### Direction
Copy each line of the items below verbatim, omitting the pictures from your reply.

Image boundary labeling items
================================
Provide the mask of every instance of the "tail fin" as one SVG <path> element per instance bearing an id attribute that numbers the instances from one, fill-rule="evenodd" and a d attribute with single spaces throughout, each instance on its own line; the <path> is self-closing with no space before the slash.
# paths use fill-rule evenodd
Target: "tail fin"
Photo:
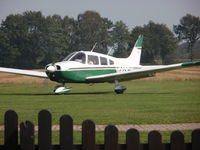
<path id="1" fill-rule="evenodd" d="M 142 42 L 143 42 L 143 35 L 139 35 L 132 49 L 131 54 L 128 57 L 128 60 L 131 62 L 131 64 L 140 65 L 140 58 L 141 58 L 141 53 L 142 53 Z"/>

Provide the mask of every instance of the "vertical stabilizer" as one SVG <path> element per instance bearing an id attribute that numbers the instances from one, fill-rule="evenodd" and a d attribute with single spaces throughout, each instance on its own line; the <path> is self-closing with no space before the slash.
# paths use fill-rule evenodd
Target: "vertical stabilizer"
<path id="1" fill-rule="evenodd" d="M 130 56 L 128 57 L 129 62 L 133 65 L 140 65 L 142 42 L 143 42 L 143 36 L 140 35 L 137 41 L 135 42 L 135 45 L 132 49 Z"/>

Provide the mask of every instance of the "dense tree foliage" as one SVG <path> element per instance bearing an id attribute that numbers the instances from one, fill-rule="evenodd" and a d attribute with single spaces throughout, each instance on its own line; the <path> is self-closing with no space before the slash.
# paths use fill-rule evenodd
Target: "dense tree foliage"
<path id="1" fill-rule="evenodd" d="M 179 40 L 187 41 L 190 59 L 193 60 L 193 47 L 200 38 L 200 18 L 187 14 L 180 19 L 179 25 L 174 26 L 174 32 Z"/>
<path id="2" fill-rule="evenodd" d="M 59 15 L 44 16 L 27 11 L 9 15 L 0 26 L 0 66 L 42 68 L 62 60 L 73 51 L 94 51 L 127 57 L 138 35 L 144 35 L 143 63 L 168 63 L 176 49 L 173 33 L 163 24 L 150 21 L 129 31 L 122 21 L 113 23 L 95 11 L 77 19 Z M 158 61 L 159 60 L 159 61 Z"/>

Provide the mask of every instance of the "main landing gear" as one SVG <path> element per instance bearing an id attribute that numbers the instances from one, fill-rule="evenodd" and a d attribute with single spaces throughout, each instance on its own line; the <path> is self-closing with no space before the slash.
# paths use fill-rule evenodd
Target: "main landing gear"
<path id="1" fill-rule="evenodd" d="M 124 85 L 120 85 L 118 80 L 115 80 L 115 88 L 114 88 L 115 93 L 123 94 L 125 90 L 126 87 Z"/>
<path id="2" fill-rule="evenodd" d="M 68 94 L 71 91 L 71 87 L 67 87 L 63 83 L 62 85 L 56 86 L 53 91 L 55 94 L 64 95 Z"/>

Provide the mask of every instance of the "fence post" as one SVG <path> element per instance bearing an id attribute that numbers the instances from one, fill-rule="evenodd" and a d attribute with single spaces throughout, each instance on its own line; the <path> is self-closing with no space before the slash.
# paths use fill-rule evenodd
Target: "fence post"
<path id="1" fill-rule="evenodd" d="M 185 150 L 184 135 L 180 131 L 171 134 L 171 150 Z"/>
<path id="2" fill-rule="evenodd" d="M 192 150 L 200 149 L 200 129 L 192 132 Z"/>
<path id="3" fill-rule="evenodd" d="M 91 120 L 82 124 L 82 149 L 95 150 L 95 124 Z"/>
<path id="4" fill-rule="evenodd" d="M 105 150 L 118 149 L 118 129 L 115 126 L 109 125 L 104 132 Z"/>
<path id="5" fill-rule="evenodd" d="M 136 129 L 129 129 L 126 132 L 126 150 L 139 150 L 140 136 Z"/>
<path id="6" fill-rule="evenodd" d="M 60 118 L 60 149 L 73 149 L 73 120 L 69 115 Z"/>
<path id="7" fill-rule="evenodd" d="M 21 150 L 34 150 L 34 125 L 30 121 L 20 124 L 20 147 Z"/>
<path id="8" fill-rule="evenodd" d="M 158 131 L 151 131 L 148 135 L 149 150 L 163 150 L 161 134 Z"/>
<path id="9" fill-rule="evenodd" d="M 4 115 L 4 146 L 5 150 L 17 149 L 18 145 L 18 116 L 13 110 Z"/>
<path id="10" fill-rule="evenodd" d="M 48 110 L 41 110 L 38 121 L 39 150 L 51 150 L 51 113 Z"/>

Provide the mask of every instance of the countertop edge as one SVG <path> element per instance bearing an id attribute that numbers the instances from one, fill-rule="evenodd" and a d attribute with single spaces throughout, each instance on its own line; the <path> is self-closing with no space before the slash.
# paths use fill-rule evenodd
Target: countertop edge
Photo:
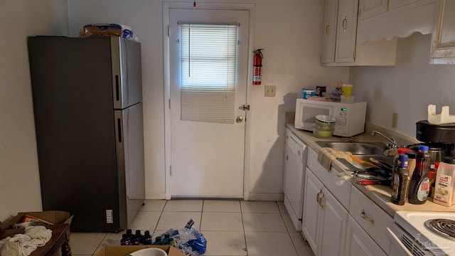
================================
### Exercise result
Provide the mask of every instance of the "tail fin" as one SVG <path> element per instance bearing an id attribute that numbers the instances from one, fill-rule="evenodd" and a d attribute with single spaces throughout, each instance on its own line; the <path> is self-closing with no space before the slash.
# paths use fill-rule evenodd
Target: "tail fin"
Photo:
<path id="1" fill-rule="evenodd" d="M 142 42 L 143 42 L 143 35 L 139 35 L 132 49 L 131 54 L 128 57 L 128 60 L 131 62 L 131 64 L 140 65 L 140 58 L 141 58 L 141 53 L 142 53 Z"/>

Provide the mask of every instance of the "vertical stabilizer" as one SVG <path> element per instance bearing an id attribute that numbers the instances from one, fill-rule="evenodd" and a d attribute with single spaces throughout, each instance on its own line; the <path> is self-closing with no space before the slash.
# paths use fill-rule evenodd
Target: "vertical stabilizer"
<path id="1" fill-rule="evenodd" d="M 130 56 L 128 57 L 129 62 L 133 65 L 140 65 L 142 42 L 143 42 L 143 36 L 140 35 L 137 41 L 135 42 L 135 45 L 132 49 Z"/>

Provide the mask of every instance of the "dense tree foliage" as one SVG <path> element per instance bearing an id attribute that numbers the instances from one, fill-rule="evenodd" and a d attribute with single spaces throughout, each instance on its own line; the <path> is self-closing with no space before the slash.
# paths use fill-rule evenodd
Target: "dense tree foliage"
<path id="1" fill-rule="evenodd" d="M 179 40 L 187 41 L 190 59 L 193 60 L 193 47 L 200 38 L 200 18 L 187 14 L 180 19 L 179 25 L 174 26 L 174 32 Z"/>
<path id="2" fill-rule="evenodd" d="M 59 15 L 44 16 L 27 11 L 9 15 L 0 26 L 0 66 L 42 68 L 62 60 L 73 51 L 94 51 L 127 57 L 138 35 L 144 35 L 143 63 L 168 63 L 176 49 L 173 33 L 163 24 L 150 21 L 129 31 L 122 21 L 113 23 L 95 11 L 77 19 Z M 158 61 L 159 60 L 159 61 Z"/>

Provide the mask of every instance of the "main landing gear" as one SVG <path> element per instance bearing an id attribute that numbers the instances from one, fill-rule="evenodd" and a d attribute with single spaces throughout, each instance on its own line; the <path> is self-closing with no space before the slash.
# paths use fill-rule evenodd
Target: "main landing gear"
<path id="1" fill-rule="evenodd" d="M 124 85 L 120 85 L 118 80 L 115 80 L 115 88 L 114 88 L 115 93 L 123 94 L 125 90 L 126 87 Z"/>
<path id="2" fill-rule="evenodd" d="M 68 94 L 71 91 L 71 87 L 67 87 L 63 83 L 62 85 L 56 86 L 53 91 L 55 94 L 64 95 Z"/>

Provide the mask of every instance of the "fence post" as one SVG <path> element per instance bearing an id attribute that numbers the instances from one, fill-rule="evenodd" and a d attribute with single spaces throughout, each instance on its own line; the <path> is self-closing with no space before the slash.
# paths use fill-rule evenodd
Target: "fence post"
<path id="1" fill-rule="evenodd" d="M 185 150 L 184 135 L 180 131 L 171 134 L 171 150 Z"/>
<path id="2" fill-rule="evenodd" d="M 192 150 L 200 149 L 200 129 L 192 132 Z"/>
<path id="3" fill-rule="evenodd" d="M 91 120 L 82 124 L 82 149 L 95 150 L 95 124 Z"/>
<path id="4" fill-rule="evenodd" d="M 105 150 L 118 149 L 118 129 L 115 126 L 109 125 L 104 132 Z"/>
<path id="5" fill-rule="evenodd" d="M 136 129 L 129 129 L 126 132 L 126 150 L 139 150 L 140 136 Z"/>
<path id="6" fill-rule="evenodd" d="M 60 118 L 60 149 L 73 149 L 73 120 L 69 115 Z"/>
<path id="7" fill-rule="evenodd" d="M 21 150 L 34 150 L 34 125 L 30 121 L 20 124 L 20 147 Z"/>
<path id="8" fill-rule="evenodd" d="M 158 131 L 151 131 L 148 135 L 149 150 L 163 150 L 161 134 Z"/>
<path id="9" fill-rule="evenodd" d="M 4 115 L 4 146 L 5 150 L 17 149 L 18 145 L 18 116 L 13 110 Z"/>
<path id="10" fill-rule="evenodd" d="M 48 110 L 41 110 L 38 121 L 39 150 L 51 150 L 51 113 Z"/>

Provide the mask of every instance of the countertop edge as one SVG <path> element per instance bearing an id attribute that numbers the instances from one, fill-rule="evenodd" and a d attribute with single spaces throughout, each instance on its own line; the <path> is self-closing with no space before the slash.
# paths use fill-rule evenodd
Target: countertop edge
Photo:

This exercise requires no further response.